(Text block)
[BEGIN]

The party just killed an assassin heading our way. The general townsfolk saw the end of the encounter, and it might have made us look bad. My guy wants to do a bit of public speaking to reshape the possible negative narrative.

My halfling is a a street performer bard. Under a class feature it reads:

A street performer gains a bonus equal to half his level on Bluff, Disguise, Knowledge (local), and Sleight of Hand checks, Diplomacy or Intimidate checks made to influence crowds, and Diplomacy checks to gather information (minimum +1).

I can't find any information how this would actually be applied though.

  • 1
    \$\begingroup\$ Pathfinder may have its own unique rules for this, but, if it doesn't, this 3.5e question may interest you. \$\endgroup\$ Commented Jun 7, 2018 at 16:11

1 Answer 1


That ability can be used whenever you have ways to make Diplomacy check to affect a crowd of people, such as when doing a Performance Combat (Introduced in Ultimate Combat):

While combatants do the actual fighting in performance combat, the crowd remains an active participant in these bouts. The audience can bolster or demoralize the competitors with their enthusiasm or scorn for what they see on the battlefield, with serious results. A crowd’s attitude is similar to a nonplayer character’s attitude when a character uses the Diplomacy skill. The DC of performance combat checks to improve crowd reaction is tied to the crowd’s starting or current attitude. Each time the combatants do something spectacular on the battlefield, they have the opportunity to parlay that success into a better crowd reaction, but missteps can also create contempt among the crowd.

[END]

(Problem description) List every skill named in the quoted class feature of the street performer discussion that begins "A street performer gains a bonus equal to half his level".

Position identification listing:

[BEGIN]

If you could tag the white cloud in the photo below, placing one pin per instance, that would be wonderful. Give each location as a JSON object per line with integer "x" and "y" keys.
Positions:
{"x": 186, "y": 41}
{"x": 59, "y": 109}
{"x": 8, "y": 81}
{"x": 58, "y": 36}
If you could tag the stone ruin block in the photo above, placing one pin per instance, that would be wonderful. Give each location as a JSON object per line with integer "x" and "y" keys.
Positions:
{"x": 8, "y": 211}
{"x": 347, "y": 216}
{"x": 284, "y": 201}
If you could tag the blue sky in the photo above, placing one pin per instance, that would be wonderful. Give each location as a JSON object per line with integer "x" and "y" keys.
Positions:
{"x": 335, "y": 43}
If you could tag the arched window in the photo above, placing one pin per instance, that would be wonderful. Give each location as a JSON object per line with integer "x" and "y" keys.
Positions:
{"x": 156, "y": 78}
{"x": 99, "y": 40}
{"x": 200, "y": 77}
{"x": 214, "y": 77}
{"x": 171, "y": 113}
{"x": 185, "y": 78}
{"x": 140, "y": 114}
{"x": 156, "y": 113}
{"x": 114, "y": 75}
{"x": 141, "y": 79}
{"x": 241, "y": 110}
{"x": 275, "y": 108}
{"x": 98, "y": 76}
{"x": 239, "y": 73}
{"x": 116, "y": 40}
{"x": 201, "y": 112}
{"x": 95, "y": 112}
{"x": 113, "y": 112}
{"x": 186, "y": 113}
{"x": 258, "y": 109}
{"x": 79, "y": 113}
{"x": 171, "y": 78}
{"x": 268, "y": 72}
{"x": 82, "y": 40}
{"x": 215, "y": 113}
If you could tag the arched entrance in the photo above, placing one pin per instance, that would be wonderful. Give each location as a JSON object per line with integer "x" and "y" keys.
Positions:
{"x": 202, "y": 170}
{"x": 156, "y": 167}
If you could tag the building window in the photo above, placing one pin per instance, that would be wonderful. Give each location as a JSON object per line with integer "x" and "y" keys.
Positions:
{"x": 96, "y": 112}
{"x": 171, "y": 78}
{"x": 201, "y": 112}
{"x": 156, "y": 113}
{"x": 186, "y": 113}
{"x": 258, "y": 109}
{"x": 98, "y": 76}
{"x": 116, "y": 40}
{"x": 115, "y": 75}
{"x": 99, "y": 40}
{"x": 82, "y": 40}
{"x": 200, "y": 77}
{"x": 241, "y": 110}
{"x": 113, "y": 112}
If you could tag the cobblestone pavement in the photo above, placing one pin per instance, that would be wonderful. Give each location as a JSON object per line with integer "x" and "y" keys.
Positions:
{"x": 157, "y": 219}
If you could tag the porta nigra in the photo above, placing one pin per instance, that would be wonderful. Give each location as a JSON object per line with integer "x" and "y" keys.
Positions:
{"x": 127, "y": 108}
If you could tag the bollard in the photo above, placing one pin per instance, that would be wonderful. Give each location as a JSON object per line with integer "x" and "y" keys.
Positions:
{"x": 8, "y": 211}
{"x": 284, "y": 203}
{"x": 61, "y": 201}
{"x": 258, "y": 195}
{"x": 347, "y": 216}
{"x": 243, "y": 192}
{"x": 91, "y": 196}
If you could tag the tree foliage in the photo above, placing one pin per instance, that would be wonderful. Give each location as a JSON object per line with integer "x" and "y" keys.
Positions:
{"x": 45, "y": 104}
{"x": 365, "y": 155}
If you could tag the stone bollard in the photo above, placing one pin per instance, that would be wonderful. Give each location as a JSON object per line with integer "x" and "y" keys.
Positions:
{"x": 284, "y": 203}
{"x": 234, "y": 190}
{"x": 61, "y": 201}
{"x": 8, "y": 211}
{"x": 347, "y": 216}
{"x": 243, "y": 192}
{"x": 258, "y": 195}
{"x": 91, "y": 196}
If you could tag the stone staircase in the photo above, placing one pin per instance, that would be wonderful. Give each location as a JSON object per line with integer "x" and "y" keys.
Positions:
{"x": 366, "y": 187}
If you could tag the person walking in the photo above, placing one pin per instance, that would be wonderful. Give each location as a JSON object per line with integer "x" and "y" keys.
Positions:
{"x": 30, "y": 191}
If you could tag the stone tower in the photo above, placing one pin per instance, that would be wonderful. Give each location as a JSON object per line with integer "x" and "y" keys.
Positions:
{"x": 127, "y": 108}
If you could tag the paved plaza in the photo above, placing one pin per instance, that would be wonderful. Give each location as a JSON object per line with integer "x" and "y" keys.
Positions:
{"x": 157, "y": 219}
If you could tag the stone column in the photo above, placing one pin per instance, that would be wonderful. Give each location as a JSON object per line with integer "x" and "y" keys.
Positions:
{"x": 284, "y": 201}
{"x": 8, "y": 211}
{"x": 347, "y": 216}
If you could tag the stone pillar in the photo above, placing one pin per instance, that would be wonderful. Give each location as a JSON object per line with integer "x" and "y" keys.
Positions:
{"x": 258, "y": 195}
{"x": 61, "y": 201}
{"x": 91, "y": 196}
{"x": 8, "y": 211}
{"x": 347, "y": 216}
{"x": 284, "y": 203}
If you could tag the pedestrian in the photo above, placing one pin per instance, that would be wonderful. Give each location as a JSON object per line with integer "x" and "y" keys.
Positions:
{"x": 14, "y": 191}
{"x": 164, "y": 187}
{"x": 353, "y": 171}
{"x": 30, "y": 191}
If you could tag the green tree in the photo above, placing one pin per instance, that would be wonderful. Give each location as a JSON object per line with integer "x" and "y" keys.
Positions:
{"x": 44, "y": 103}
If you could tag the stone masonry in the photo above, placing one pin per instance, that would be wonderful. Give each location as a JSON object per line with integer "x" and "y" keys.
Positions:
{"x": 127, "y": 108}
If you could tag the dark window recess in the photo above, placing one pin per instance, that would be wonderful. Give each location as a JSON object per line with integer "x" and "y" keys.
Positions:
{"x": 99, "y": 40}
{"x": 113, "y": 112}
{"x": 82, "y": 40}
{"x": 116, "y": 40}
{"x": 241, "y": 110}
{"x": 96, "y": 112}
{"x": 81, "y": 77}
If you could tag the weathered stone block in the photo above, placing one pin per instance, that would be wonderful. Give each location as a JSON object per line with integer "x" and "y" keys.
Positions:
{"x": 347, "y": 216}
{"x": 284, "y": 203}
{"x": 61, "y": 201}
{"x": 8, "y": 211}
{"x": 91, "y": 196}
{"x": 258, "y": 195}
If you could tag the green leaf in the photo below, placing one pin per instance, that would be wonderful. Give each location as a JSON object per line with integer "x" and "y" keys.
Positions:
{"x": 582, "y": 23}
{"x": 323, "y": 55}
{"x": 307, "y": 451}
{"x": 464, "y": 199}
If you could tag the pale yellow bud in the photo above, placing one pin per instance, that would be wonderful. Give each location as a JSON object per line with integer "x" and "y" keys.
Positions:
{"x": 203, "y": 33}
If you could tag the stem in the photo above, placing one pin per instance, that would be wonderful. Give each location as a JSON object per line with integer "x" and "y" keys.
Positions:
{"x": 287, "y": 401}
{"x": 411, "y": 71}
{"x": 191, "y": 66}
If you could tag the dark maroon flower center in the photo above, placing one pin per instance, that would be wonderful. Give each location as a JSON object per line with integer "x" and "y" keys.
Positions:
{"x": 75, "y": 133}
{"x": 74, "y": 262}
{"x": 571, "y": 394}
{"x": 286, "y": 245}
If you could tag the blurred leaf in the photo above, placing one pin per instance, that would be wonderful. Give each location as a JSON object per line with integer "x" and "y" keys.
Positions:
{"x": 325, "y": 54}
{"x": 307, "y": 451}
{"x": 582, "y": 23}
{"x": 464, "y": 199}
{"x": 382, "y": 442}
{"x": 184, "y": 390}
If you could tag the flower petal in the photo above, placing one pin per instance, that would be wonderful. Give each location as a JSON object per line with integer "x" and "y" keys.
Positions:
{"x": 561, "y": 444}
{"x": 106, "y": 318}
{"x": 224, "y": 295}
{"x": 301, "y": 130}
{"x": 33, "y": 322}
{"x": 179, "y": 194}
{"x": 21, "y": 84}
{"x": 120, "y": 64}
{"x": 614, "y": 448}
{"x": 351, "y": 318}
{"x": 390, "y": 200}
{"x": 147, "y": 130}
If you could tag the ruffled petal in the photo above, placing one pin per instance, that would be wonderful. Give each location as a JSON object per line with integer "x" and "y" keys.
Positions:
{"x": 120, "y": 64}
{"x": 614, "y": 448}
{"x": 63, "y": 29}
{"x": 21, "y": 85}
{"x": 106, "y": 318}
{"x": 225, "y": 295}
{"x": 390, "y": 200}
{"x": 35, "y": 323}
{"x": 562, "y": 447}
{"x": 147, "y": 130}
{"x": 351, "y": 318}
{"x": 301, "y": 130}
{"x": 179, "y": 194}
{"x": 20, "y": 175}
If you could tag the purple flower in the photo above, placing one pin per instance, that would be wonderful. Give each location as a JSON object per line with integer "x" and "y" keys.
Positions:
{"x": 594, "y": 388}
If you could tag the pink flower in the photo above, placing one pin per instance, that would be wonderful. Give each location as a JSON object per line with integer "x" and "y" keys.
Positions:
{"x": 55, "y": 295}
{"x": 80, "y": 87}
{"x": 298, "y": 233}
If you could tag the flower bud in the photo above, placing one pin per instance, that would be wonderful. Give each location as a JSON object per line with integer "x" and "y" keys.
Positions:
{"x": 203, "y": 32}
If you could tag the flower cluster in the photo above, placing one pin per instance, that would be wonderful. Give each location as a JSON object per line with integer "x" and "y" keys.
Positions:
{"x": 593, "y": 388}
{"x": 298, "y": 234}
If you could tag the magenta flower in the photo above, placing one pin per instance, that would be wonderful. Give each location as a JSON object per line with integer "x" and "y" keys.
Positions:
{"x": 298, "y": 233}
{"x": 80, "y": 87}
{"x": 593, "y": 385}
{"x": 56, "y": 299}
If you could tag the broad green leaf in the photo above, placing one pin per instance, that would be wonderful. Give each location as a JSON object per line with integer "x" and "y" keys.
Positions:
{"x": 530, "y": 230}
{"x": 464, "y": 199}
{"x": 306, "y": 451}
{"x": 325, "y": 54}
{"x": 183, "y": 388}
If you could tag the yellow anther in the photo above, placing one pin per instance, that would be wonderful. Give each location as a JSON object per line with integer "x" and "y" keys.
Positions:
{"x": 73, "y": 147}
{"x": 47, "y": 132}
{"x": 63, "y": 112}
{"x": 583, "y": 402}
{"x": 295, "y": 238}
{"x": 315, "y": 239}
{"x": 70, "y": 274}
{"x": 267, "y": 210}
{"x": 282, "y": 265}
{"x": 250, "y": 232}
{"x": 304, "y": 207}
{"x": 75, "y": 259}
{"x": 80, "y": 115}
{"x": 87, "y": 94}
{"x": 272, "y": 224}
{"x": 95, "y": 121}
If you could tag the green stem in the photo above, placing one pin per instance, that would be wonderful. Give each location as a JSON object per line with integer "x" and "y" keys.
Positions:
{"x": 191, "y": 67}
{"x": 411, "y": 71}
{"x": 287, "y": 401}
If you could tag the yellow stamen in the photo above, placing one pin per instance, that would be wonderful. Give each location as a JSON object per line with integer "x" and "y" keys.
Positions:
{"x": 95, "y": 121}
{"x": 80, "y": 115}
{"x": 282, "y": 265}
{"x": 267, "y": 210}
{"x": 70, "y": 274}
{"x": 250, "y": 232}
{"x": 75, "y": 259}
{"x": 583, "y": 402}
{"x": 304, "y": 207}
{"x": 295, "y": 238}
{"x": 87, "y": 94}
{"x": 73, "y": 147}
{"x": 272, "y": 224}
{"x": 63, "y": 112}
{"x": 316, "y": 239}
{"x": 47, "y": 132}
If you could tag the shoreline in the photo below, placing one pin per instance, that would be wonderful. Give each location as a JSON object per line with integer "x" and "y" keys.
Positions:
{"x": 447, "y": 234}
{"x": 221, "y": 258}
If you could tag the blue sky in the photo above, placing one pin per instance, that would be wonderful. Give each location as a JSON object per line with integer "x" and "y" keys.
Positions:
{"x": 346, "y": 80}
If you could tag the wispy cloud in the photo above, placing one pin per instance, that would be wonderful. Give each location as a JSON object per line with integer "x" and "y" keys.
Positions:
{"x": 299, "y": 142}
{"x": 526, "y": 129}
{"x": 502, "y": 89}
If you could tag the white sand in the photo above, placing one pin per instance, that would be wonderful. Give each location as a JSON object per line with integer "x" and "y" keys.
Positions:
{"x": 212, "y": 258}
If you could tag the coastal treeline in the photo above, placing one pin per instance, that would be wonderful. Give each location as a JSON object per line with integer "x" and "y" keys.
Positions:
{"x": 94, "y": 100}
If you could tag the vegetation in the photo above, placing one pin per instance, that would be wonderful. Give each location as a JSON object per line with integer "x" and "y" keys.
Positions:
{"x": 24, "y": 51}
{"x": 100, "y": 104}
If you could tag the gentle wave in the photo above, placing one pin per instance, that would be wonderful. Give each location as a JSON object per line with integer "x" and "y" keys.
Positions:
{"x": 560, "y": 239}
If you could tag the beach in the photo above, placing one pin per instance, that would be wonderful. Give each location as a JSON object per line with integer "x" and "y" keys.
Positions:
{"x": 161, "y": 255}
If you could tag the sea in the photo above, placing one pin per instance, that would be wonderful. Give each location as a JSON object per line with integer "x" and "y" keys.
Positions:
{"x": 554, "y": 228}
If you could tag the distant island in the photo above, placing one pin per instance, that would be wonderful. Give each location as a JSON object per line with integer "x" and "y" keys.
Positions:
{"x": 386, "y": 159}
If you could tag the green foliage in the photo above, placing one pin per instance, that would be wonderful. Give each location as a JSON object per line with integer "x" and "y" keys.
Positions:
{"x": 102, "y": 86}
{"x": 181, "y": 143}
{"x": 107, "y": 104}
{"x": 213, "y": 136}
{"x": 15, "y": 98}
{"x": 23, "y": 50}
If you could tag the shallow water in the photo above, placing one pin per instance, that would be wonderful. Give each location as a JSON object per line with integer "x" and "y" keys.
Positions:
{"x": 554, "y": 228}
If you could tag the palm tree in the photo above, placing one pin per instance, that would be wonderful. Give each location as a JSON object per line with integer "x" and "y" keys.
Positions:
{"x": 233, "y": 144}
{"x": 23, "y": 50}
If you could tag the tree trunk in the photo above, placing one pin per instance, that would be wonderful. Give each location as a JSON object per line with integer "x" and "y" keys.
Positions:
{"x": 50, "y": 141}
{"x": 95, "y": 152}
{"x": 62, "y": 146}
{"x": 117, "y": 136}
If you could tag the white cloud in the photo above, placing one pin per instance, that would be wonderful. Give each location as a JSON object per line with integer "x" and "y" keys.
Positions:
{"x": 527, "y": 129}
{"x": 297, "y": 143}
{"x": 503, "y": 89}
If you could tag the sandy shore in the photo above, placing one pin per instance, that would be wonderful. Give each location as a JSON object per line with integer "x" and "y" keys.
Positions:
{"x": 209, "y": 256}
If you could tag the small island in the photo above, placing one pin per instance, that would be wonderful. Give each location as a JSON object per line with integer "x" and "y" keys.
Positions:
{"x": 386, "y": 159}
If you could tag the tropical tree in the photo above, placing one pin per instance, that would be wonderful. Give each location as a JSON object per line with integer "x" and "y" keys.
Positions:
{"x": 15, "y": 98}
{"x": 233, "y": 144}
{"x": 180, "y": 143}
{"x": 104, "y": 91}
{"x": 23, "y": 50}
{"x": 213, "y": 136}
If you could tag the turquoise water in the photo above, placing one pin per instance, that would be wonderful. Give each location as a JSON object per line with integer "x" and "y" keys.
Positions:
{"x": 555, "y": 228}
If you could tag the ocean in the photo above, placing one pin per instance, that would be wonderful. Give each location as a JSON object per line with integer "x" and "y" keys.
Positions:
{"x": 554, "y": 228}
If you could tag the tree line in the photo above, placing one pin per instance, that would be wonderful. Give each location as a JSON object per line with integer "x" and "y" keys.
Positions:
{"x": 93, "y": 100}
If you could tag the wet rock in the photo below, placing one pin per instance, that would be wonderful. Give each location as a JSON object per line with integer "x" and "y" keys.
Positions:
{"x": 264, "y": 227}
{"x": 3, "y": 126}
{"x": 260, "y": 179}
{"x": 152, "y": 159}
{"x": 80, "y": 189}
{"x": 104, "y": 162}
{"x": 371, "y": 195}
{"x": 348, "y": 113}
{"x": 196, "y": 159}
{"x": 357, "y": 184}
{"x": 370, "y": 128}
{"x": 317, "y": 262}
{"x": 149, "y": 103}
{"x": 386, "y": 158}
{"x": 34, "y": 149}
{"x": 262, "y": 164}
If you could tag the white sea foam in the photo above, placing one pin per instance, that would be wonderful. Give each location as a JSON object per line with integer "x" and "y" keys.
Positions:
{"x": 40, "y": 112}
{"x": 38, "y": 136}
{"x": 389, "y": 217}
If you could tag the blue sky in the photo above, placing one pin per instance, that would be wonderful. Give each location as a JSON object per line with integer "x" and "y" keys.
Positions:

[END]

(Solved problem) Bluff, Disguise, Knowledge (local), Sleight of Hand, Diplomacy, Intimidate